• LISTED ENTRIES:
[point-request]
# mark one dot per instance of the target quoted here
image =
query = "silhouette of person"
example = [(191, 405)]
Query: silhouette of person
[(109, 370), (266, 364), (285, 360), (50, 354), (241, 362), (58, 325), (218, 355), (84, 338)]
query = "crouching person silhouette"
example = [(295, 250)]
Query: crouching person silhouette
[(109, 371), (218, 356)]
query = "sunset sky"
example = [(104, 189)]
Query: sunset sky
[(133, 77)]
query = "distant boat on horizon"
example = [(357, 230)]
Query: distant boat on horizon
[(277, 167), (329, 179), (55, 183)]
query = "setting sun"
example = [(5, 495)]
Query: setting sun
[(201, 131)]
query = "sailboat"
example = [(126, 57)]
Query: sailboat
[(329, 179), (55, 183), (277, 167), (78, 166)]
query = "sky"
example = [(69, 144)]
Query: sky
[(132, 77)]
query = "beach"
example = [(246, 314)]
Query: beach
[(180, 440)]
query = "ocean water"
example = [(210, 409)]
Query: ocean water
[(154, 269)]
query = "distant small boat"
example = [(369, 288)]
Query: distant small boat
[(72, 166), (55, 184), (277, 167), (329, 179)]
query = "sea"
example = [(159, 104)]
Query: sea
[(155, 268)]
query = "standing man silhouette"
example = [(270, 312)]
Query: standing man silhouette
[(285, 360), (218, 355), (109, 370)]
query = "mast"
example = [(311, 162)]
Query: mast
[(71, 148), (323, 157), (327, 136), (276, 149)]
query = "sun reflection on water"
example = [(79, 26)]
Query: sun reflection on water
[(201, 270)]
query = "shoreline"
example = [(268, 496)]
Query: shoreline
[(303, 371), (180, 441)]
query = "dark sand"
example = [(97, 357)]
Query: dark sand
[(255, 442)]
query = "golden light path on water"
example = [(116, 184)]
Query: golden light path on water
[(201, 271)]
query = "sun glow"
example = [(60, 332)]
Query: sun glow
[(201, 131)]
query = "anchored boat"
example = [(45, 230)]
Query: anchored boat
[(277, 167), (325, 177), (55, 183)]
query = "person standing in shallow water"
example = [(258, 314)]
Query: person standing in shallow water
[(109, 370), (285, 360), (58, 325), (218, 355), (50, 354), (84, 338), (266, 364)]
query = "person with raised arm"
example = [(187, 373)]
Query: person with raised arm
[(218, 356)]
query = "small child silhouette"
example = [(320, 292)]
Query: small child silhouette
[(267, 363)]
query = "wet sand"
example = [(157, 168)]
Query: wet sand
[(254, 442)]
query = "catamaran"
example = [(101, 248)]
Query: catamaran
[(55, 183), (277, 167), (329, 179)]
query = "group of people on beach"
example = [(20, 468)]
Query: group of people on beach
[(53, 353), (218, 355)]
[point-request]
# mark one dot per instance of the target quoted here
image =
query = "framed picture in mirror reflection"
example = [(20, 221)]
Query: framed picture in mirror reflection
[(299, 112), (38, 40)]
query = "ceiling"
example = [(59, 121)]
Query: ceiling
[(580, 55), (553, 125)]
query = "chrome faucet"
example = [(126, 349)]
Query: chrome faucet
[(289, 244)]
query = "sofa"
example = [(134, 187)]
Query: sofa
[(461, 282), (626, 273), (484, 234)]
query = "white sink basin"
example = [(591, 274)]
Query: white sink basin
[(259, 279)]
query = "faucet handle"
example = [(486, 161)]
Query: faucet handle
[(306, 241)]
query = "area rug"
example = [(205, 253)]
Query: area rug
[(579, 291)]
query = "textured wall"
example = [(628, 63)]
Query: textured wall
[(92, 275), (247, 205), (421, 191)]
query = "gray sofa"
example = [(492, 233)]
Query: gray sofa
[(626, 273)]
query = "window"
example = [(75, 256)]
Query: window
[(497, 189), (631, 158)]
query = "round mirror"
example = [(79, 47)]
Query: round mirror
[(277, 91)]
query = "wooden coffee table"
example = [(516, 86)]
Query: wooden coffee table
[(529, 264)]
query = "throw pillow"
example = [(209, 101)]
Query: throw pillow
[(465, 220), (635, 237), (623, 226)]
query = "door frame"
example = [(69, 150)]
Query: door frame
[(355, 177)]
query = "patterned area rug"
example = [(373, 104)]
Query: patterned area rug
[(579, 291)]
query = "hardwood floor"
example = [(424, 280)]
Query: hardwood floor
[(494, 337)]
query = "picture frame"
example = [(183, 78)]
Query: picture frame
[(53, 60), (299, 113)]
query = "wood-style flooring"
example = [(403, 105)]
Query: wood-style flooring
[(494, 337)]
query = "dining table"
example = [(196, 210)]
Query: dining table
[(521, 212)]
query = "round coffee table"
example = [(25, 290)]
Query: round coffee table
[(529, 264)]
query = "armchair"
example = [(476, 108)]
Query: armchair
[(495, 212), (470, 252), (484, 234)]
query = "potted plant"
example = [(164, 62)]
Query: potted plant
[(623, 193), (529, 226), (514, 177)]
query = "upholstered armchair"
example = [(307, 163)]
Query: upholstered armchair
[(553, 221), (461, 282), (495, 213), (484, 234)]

• JOB: Set down all of the records shown above once more, exactly.

• RESULT:
[point-request]
# mark one dot per instance of the target quoted here
image =
query = "silhouette of person"
example = [(191, 405)]
Query: silhouette of person
[(109, 370), (266, 364), (285, 360), (50, 354), (241, 362), (58, 325), (218, 355), (84, 338)]
query = "crouching person silhouette"
example = [(295, 250)]
Query: crouching person silhouette
[(109, 371), (218, 356)]
query = "sunset sky"
example = [(104, 189)]
Query: sunset sky
[(133, 77)]
query = "distant boat on horizon"
example = [(357, 230)]
Query: distant boat on horizon
[(277, 167), (329, 179), (55, 183)]
query = "setting sun"
example = [(5, 495)]
Query: setting sun
[(201, 131)]
query = "sailboat"
example = [(126, 57)]
Query: sailboat
[(329, 179), (55, 183), (277, 167), (78, 166)]
query = "sky"
example = [(69, 144)]
Query: sky
[(132, 77)]
query = "beach"
example = [(246, 314)]
Query: beach
[(180, 440)]
query = "ocean water"
example = [(210, 409)]
Query: ocean water
[(154, 269)]
query = "distant small boat"
example = [(369, 288)]
Query: distant small boat
[(72, 166), (55, 184), (277, 167), (329, 179)]
query = "sea"
example = [(159, 104)]
Query: sea
[(155, 268)]
query = "standing man silhouette"
example = [(270, 312)]
Query: standing man silhouette
[(285, 360), (218, 355), (109, 370)]
query = "mast"
example = [(311, 162)]
Query: mast
[(71, 148), (323, 157), (327, 136), (276, 149)]
query = "sun reflection on water"
example = [(79, 26)]
Query: sun reflection on water
[(201, 270)]
query = "shoreline"
example = [(268, 496)]
Query: shoreline
[(303, 371), (180, 441)]
query = "dark sand"
example = [(97, 357)]
Query: dark sand
[(255, 442)]
query = "golden light path on water"
example = [(116, 184)]
Query: golden light path on water
[(201, 271)]
query = "sun glow"
example = [(60, 332)]
Query: sun glow
[(201, 131)]
query = "anchored boat"
example = [(45, 230)]
Query: anchored boat
[(277, 167), (325, 177), (55, 183)]
query = "person standing in shallow water"
example = [(258, 314)]
Query: person standing in shallow water
[(109, 370), (285, 360), (58, 325), (218, 355), (50, 354), (84, 338), (266, 364)]
query = "person with raised arm"
example = [(187, 373)]
Query: person with raised arm
[(218, 356)]
query = "small child silhouette"
example = [(320, 292)]
Query: small child silhouette
[(267, 363)]
query = "wet sand"
example = [(157, 168)]
Query: wet sand
[(254, 442)]
query = "catamaran"
example = [(101, 248)]
Query: catamaran
[(55, 183), (277, 167), (329, 179)]
query = "group of people on beach"
example = [(20, 468)]
Query: group of people on beach
[(53, 353), (218, 355)]
[point-request]
# mark one dot per instance of the target quoted here
image =
query = "framed picture in mirror reflection"
example = [(20, 221)]
Query: framed picture in mirror reflection
[(299, 112), (38, 40)]
query = "ceiling"
example = [(59, 121)]
Query: ceiling
[(580, 55), (553, 125)]
query = "chrome faucet"
example = [(126, 349)]
Query: chrome faucet
[(289, 244)]
query = "sofa"
example = [(134, 187)]
Query: sofa
[(461, 282), (626, 273), (484, 234)]
query = "white sink basin"
example = [(591, 274)]
Query: white sink basin
[(259, 279)]
query = "faucet handle"
example = [(486, 161)]
Query: faucet handle
[(306, 241)]
query = "area rug"
example = [(205, 253)]
Query: area rug
[(579, 291)]
query = "textured wall"
example = [(628, 63)]
Query: textured wall
[(92, 275), (247, 205), (421, 191)]
query = "gray sofa"
example = [(492, 233)]
Query: gray sofa
[(626, 273)]
query = "window"
example = [(75, 256)]
Query: window
[(497, 189), (631, 158)]
query = "round mirror"
example = [(79, 47)]
Query: round mirror
[(277, 91)]
query = "wooden coffee table"
example = [(516, 86)]
Query: wooden coffee table
[(529, 264)]
query = "throw pillow"
example = [(209, 101)]
Query: throw pillow
[(465, 220), (635, 237), (623, 226)]
query = "door frame"
example = [(69, 150)]
Query: door frame
[(355, 177)]
query = "patterned area rug"
example = [(373, 104)]
Query: patterned area rug
[(579, 291)]
query = "hardwood floor"
example = [(424, 280)]
Query: hardwood floor
[(494, 337)]
query = "picture frame"
example = [(183, 78)]
Query: picture frame
[(53, 60), (299, 113)]
query = "wood-style flooring"
example = [(403, 105)]
Query: wood-style flooring
[(494, 337)]
query = "dining table"
example = [(196, 210)]
Query: dining table
[(521, 212)]
query = "round coffee table"
example = [(25, 290)]
Query: round coffee table
[(529, 264)]
query = "armchair"
example = [(476, 108)]
Query: armchair
[(495, 212), (470, 252), (484, 234)]
query = "potted plant"
example = [(164, 62)]
Query: potted plant
[(623, 193), (529, 226), (514, 177)]
query = "upholstered armchair"
example = [(307, 163)]
Query: upholstered armchair
[(553, 221), (461, 282), (495, 213), (484, 234)]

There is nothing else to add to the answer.